The task. Where does the word "below" show up in the records? Copy every line that holds it.

The input.
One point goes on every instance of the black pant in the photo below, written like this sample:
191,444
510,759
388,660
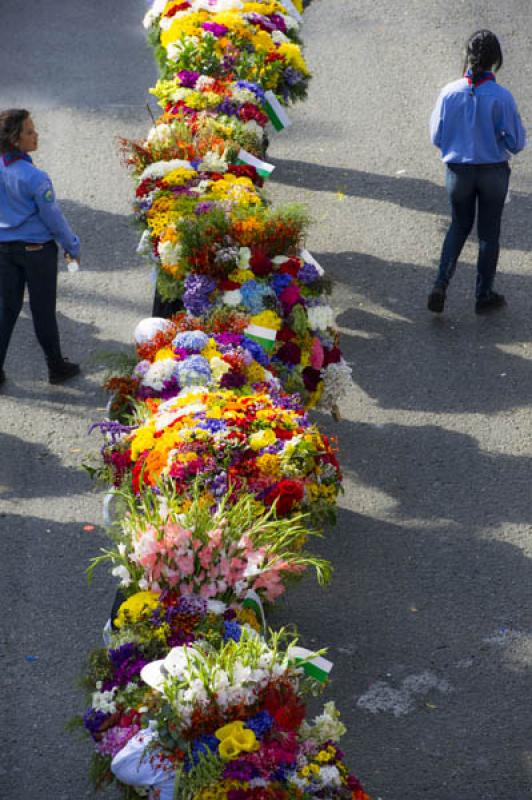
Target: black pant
38,269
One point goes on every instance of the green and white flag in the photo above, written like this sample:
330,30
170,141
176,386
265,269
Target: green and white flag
278,116
309,259
263,336
253,601
263,168
292,10
317,667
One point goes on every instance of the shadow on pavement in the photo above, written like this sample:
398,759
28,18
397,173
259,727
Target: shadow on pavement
415,193
411,604
406,358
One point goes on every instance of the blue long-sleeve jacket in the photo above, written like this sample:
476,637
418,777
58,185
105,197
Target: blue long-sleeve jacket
480,127
29,211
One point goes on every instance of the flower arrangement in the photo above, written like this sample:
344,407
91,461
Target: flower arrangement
256,41
237,551
223,478
228,443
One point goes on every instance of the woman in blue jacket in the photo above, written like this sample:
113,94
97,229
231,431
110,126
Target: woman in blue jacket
476,125
31,223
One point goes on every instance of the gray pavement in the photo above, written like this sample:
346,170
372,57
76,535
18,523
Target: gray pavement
428,617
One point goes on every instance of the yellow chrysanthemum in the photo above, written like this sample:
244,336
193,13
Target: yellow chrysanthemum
292,54
267,319
136,607
269,465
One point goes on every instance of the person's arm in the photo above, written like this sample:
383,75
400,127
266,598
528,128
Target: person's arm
513,132
53,218
436,122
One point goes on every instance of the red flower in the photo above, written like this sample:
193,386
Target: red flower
311,378
290,353
248,111
291,267
246,171
290,296
332,356
286,494
260,264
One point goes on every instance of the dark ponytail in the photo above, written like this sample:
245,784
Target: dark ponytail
11,124
483,51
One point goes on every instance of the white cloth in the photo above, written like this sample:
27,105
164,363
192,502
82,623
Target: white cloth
134,767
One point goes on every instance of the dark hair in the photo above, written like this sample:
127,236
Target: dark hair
11,123
483,51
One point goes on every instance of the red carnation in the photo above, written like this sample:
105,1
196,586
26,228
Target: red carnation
260,264
311,378
291,267
287,493
332,356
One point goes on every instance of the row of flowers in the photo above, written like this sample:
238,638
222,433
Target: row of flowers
219,478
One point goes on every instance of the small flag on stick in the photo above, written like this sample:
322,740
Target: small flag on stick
278,116
263,168
263,336
317,667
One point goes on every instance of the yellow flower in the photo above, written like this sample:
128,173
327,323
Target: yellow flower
292,54
267,319
254,372
142,440
164,352
262,439
269,465
136,607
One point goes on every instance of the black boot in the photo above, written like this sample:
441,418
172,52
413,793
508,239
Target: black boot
436,300
60,371
489,302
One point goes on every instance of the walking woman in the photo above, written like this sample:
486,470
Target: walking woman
30,224
477,126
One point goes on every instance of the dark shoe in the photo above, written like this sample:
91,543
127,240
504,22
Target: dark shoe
62,371
436,300
490,302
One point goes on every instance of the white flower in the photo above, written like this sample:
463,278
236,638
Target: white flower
104,701
122,573
337,383
320,317
279,37
161,135
159,372
244,257
144,245
330,776
232,298
161,168
169,253
213,162
216,606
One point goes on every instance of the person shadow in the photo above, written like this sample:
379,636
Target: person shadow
407,359
414,193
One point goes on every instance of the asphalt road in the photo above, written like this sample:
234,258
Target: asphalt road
428,617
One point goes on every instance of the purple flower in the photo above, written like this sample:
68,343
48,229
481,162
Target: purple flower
188,78
204,208
215,28
196,296
92,720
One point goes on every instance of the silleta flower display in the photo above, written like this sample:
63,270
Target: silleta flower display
218,478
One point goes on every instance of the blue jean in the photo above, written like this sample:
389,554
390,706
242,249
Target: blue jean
467,183
36,268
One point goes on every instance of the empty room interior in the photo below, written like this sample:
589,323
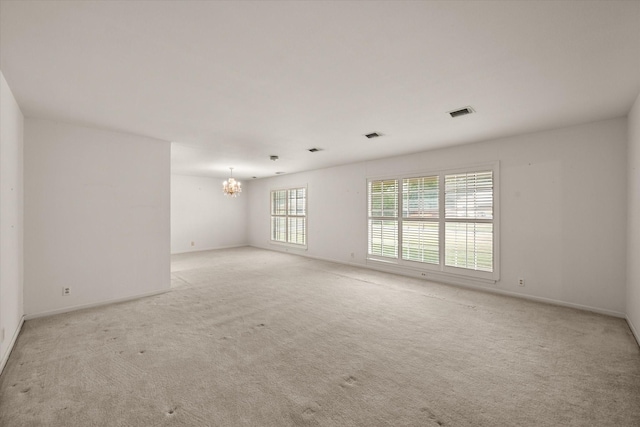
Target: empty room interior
318,213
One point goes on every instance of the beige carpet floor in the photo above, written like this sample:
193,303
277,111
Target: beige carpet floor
249,337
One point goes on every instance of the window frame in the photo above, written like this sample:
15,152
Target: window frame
287,216
440,270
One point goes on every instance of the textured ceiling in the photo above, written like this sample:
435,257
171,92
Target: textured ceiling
231,83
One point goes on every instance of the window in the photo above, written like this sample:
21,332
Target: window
443,221
289,216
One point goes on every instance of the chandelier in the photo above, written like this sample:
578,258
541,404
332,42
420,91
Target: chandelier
231,187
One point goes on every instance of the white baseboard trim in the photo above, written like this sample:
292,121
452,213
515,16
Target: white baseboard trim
14,338
209,249
461,282
634,331
93,304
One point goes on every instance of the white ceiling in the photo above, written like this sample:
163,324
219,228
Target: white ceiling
234,82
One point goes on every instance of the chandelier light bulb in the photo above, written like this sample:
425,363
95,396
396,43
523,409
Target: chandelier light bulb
231,187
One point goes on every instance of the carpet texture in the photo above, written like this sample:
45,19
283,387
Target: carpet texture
249,337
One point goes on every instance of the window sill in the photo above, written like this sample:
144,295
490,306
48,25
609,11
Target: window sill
468,278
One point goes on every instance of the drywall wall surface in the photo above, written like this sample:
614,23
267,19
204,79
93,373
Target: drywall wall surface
203,218
562,210
96,216
11,214
633,220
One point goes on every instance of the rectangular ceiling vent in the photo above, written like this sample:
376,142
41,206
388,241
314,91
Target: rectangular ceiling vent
462,112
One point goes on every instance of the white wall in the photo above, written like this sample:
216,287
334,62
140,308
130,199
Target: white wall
11,209
633,218
202,214
563,210
96,216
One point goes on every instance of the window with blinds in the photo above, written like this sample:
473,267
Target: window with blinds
289,216
420,219
442,221
383,218
469,220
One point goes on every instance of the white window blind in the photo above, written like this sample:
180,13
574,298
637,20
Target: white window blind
383,218
443,222
420,213
469,220
289,216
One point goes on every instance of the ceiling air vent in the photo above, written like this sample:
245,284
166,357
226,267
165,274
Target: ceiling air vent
373,135
462,112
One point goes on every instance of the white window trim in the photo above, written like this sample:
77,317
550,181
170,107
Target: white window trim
441,270
306,222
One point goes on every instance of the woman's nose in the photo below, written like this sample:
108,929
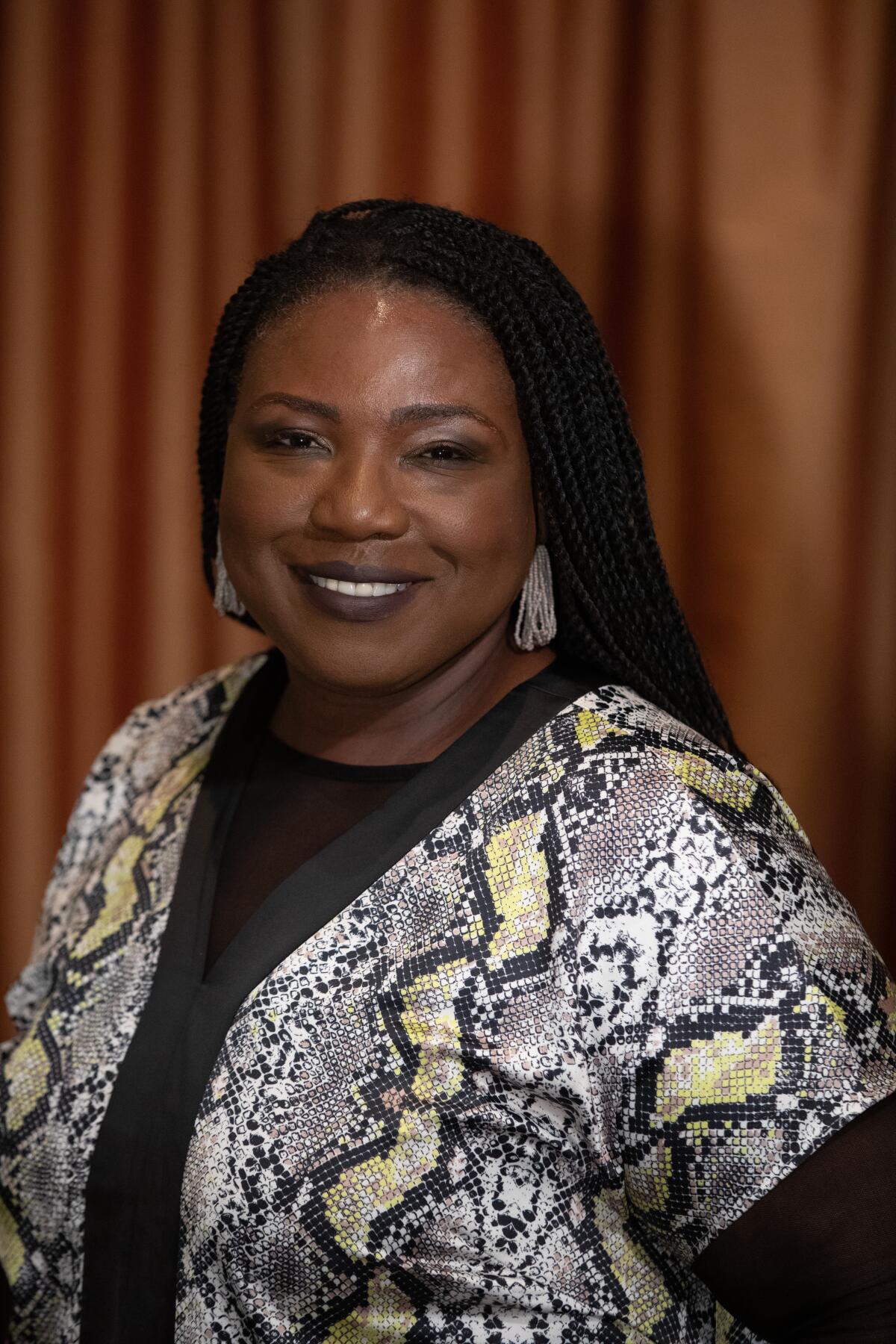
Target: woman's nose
359,497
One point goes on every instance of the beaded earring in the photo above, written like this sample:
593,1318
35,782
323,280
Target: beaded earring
536,620
226,600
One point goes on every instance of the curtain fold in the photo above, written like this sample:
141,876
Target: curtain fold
718,179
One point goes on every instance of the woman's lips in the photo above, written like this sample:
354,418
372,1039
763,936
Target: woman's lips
347,608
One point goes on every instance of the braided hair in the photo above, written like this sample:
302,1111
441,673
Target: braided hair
615,604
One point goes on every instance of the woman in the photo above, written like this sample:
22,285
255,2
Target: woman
447,972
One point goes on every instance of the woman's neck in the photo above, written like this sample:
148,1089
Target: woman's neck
414,724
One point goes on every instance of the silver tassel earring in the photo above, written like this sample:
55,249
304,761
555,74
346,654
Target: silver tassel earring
536,623
226,600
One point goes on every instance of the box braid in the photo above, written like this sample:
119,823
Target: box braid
615,603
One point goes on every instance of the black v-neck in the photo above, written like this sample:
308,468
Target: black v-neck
134,1180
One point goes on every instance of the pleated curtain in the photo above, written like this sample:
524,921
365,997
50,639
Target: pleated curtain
716,176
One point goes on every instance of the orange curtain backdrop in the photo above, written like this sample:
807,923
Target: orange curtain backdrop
716,178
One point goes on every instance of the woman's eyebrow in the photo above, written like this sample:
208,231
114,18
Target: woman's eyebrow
297,403
417,413
421,411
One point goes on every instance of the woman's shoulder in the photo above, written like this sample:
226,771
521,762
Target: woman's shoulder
622,732
164,726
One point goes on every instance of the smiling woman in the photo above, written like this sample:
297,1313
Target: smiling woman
444,972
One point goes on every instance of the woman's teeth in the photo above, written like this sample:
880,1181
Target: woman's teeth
358,589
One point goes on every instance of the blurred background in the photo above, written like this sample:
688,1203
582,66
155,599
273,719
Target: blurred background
716,176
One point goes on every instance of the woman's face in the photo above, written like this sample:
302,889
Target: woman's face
376,428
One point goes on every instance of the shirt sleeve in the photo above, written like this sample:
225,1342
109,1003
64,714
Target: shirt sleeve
87,831
768,1021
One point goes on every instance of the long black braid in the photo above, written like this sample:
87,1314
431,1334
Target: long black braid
615,604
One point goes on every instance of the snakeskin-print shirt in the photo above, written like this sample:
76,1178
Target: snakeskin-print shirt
568,1003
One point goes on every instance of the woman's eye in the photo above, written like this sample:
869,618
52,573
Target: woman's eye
289,438
447,453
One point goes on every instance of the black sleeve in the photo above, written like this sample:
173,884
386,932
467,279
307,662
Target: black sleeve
815,1260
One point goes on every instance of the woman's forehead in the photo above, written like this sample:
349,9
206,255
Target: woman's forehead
391,336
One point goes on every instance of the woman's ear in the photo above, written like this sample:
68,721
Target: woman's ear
541,520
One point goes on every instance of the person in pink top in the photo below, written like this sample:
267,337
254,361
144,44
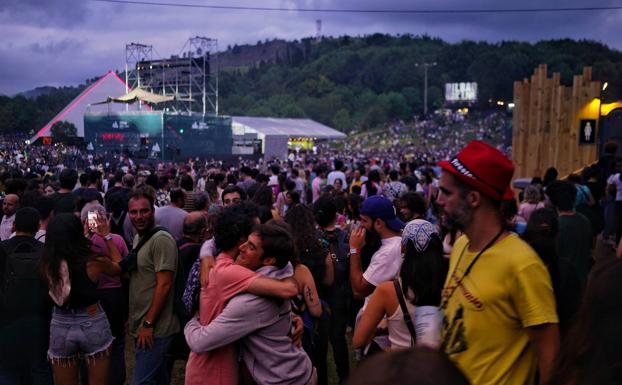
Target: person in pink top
226,280
109,288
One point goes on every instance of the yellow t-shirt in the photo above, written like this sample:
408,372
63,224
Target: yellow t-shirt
507,290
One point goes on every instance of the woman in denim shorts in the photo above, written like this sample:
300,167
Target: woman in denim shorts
79,329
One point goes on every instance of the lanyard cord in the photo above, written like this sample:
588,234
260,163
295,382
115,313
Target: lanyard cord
468,270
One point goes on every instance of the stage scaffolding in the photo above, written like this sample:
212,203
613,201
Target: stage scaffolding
191,76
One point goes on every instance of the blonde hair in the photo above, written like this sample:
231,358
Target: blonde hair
532,193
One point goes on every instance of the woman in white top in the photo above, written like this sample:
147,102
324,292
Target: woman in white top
420,283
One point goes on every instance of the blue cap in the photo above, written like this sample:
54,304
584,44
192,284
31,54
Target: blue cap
380,207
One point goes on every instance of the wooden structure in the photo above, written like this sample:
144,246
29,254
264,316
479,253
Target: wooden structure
546,123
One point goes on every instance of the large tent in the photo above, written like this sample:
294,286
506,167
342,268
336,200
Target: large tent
278,134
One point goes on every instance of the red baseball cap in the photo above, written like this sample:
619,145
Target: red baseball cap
484,168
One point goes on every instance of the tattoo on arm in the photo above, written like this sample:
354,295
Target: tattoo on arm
309,294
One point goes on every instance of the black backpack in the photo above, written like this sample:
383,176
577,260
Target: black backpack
23,289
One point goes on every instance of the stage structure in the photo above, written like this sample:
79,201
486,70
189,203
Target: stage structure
158,135
191,77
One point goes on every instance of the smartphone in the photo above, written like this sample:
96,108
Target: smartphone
92,220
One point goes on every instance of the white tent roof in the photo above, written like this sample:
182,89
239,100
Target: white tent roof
292,128
109,84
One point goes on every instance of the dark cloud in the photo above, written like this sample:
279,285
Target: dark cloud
63,42
56,47
44,13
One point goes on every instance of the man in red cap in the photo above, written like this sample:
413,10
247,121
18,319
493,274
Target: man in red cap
500,317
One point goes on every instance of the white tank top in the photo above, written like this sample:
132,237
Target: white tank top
427,321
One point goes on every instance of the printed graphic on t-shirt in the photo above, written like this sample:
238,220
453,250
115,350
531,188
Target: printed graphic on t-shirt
454,332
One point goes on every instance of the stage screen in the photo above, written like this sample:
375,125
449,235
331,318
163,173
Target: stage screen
460,92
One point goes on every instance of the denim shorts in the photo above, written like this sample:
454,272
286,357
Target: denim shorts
78,333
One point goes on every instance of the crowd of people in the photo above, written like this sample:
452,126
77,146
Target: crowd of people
249,273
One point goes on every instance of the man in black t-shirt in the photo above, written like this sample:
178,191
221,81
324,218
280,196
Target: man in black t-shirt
25,307
64,199
189,246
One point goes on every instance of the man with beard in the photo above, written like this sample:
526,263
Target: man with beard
377,215
500,318
152,321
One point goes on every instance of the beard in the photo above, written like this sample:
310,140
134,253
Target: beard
460,218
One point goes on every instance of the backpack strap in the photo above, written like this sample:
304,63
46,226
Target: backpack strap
147,237
406,314
188,244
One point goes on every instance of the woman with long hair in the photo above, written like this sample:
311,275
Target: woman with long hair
79,327
540,233
372,186
315,272
590,353
418,287
532,201
264,199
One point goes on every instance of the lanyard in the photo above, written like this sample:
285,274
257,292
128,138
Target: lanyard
468,269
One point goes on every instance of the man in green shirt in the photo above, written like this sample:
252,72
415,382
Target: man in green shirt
152,320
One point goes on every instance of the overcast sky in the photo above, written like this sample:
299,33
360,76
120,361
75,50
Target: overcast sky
63,42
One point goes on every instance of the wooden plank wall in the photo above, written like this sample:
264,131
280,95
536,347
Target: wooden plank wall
546,122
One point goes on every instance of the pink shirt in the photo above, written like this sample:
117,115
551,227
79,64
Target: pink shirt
316,187
99,247
218,366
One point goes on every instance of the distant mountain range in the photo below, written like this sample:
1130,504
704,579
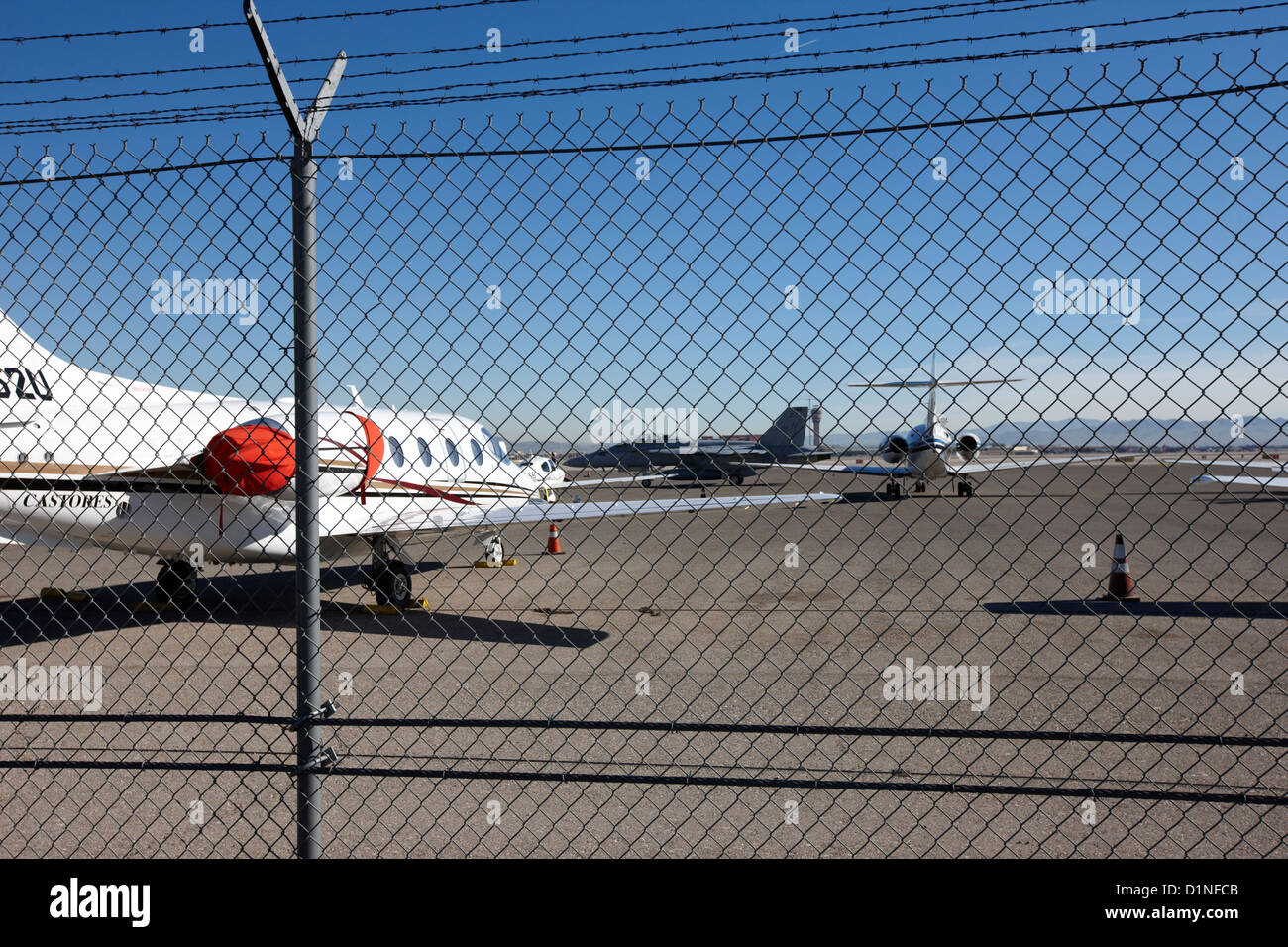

Answer to this problem.
One point goes on every instance of the black pant in the photo below, written like this sample:
One point goes on every instance of the empty room interior in the photo below, written like this sample:
One point goes on every instance of the woman's nose in the photo below, written like this sample:
One point goes on every instance of the person in pink top in the photo below, written like this sample:
One point goes on every instance of the distant mountain range in the photo below, written like this sample:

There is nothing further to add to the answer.